> THE TASK
Can you recast the material below, from the line containing "Task: mark the swimming" through the line containing "[[236, 262]]", as a JSON list of strings, one string per line, leaving out any blank lines and every line outside that range?

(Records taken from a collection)
•••••

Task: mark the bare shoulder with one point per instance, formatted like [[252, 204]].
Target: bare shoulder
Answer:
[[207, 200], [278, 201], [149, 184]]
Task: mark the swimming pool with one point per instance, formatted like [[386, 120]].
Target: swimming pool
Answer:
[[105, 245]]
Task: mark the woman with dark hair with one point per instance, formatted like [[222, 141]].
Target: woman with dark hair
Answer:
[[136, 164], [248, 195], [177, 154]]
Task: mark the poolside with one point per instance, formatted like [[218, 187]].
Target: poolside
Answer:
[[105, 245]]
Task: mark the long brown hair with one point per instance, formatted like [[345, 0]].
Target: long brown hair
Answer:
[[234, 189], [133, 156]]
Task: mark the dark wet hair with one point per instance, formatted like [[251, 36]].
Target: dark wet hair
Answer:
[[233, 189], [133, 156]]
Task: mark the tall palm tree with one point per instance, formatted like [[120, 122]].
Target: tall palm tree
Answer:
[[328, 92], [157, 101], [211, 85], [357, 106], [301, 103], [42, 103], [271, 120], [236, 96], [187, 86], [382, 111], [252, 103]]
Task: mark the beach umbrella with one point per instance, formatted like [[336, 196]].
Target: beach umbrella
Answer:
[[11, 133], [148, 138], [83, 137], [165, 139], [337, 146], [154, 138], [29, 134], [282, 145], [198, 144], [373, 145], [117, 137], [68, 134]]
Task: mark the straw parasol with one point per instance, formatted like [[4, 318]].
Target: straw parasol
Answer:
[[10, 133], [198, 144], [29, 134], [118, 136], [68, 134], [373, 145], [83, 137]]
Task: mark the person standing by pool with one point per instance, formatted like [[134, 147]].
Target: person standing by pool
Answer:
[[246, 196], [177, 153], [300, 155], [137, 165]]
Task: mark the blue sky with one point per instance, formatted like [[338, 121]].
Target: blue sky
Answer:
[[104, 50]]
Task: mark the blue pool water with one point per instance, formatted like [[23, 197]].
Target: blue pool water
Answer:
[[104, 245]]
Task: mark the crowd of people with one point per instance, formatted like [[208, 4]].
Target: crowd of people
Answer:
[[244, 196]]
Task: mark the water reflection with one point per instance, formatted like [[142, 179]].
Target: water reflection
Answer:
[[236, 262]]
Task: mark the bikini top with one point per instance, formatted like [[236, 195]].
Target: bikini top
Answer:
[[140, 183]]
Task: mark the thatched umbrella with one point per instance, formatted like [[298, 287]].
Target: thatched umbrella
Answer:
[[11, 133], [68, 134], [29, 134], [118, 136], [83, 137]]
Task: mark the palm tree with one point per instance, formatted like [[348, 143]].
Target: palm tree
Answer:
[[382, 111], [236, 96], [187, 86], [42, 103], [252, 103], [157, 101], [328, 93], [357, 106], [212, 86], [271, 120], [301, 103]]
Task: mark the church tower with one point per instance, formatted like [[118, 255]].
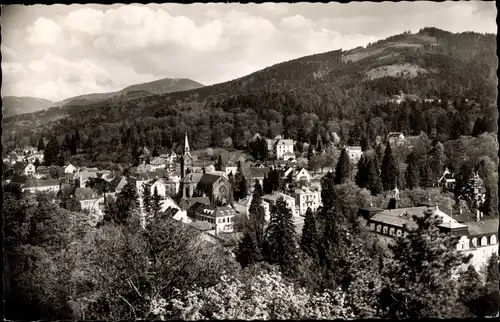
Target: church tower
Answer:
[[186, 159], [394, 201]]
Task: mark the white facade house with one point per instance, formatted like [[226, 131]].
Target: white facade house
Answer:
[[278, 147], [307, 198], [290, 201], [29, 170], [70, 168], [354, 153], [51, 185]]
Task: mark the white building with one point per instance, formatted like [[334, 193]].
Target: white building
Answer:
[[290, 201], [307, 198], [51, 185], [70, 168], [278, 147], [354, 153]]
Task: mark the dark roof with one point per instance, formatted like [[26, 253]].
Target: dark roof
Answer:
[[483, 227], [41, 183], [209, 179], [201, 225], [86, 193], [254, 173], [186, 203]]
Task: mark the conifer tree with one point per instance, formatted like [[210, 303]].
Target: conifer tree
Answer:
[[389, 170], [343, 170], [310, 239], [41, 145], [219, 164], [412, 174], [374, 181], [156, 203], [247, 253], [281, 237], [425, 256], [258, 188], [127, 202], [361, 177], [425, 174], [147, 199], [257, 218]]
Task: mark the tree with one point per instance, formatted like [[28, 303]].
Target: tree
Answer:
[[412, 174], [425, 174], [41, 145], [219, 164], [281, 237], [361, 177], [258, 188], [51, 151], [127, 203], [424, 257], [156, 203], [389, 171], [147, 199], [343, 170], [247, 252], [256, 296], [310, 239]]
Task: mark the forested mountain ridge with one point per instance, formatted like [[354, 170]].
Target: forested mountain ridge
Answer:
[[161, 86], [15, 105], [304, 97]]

•••••

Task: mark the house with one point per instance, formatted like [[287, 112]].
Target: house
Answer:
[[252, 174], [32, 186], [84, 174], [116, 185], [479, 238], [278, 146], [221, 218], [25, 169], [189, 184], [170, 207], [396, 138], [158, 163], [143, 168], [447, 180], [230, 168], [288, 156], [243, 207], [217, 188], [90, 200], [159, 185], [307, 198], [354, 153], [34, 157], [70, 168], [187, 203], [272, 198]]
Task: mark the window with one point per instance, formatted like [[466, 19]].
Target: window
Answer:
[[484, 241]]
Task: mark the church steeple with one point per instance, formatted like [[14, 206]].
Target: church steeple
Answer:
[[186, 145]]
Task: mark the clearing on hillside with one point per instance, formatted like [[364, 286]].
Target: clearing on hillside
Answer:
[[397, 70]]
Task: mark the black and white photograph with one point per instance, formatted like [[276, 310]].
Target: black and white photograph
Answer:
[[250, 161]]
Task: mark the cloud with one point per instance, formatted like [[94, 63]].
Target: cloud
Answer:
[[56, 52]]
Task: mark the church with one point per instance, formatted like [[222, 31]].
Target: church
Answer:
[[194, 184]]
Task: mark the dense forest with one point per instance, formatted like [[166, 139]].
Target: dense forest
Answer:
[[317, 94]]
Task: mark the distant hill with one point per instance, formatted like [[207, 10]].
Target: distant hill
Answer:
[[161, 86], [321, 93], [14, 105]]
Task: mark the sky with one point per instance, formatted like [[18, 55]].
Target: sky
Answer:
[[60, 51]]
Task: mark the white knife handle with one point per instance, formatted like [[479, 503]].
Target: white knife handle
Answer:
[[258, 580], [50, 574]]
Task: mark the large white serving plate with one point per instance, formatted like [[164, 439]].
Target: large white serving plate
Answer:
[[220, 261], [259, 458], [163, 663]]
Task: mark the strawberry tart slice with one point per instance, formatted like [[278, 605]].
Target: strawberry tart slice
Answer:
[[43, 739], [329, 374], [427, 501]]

•••••

> RESPONSE TO THIS EXERCISE
[
  "Task: mark the swimming pool with one point per instance, formatted like [[386, 120]].",
  "Target: swimming pool",
  "Answer:",
  "[[105, 245]]",
  "Task: mark the woman with dark hair with one point per instance, formatted like [[222, 141]].",
  "Target: woman with dark hair",
  "Answer:",
  "[[136, 164], [248, 195], [177, 154]]",
  "Task: mark the poolside with one point per instance, formatted like [[218, 187]].",
  "Target: poolside",
  "Answer:",
  "[[105, 245]]",
  "Task: mark the long brown hair with one point per instance, formatted like [[345, 0]].",
  "Target: long brown hair",
  "Answer:",
  "[[234, 189], [133, 156]]",
  "Task: mark the dark wet hair with one point per instance, formatted like [[251, 36]].",
  "Target: dark wet hair",
  "Answer:",
  "[[233, 189], [133, 156]]",
  "Task: mark the tall palm tree with one point per instance, formatted like [[120, 122]].",
  "Target: tall palm tree",
  "Answer:",
  "[[328, 92], [157, 101], [211, 85], [357, 106], [301, 103], [42, 103], [271, 120], [236, 96], [187, 86], [382, 111], [252, 103]]",
  "Task: mark the beach umbrella with one point per instance, formatted like [[336, 196]].",
  "Target: beach umbrella",
  "Answer:",
  "[[11, 133], [148, 138], [83, 137], [165, 139], [337, 146], [154, 138], [29, 134], [282, 145], [198, 144], [373, 145], [117, 137], [68, 134]]",
  "Task: mark the straw parasol with one point per instance, formatted like [[4, 318]].",
  "Target: straw parasol",
  "Answer:",
  "[[10, 133], [198, 144], [29, 134], [118, 136], [68, 134], [373, 145], [83, 137]]",
  "Task: mark the person standing by pool with one point per instance, formatted like [[134, 147]].",
  "Target: person standing by pool",
  "Answer:",
  "[[246, 196], [177, 153], [300, 155], [137, 165]]",
  "Task: mark the blue sky with one point per instance, formatted like [[338, 121]].",
  "Target: blue sky",
  "Answer:",
  "[[104, 50]]",
  "Task: mark the blue pool water with one point per instance, formatted like [[23, 197]].",
  "Target: blue pool water",
  "Answer:",
  "[[104, 245]]",
  "Task: mark the crowd of people with one point per instance, formatted like [[208, 4]].",
  "Target: crowd of people",
  "Answer:",
  "[[244, 196]]",
  "Task: mark the water reflection with one point per instance, formatted like [[142, 179]].",
  "Target: water reflection",
  "Answer:",
  "[[236, 262]]"
]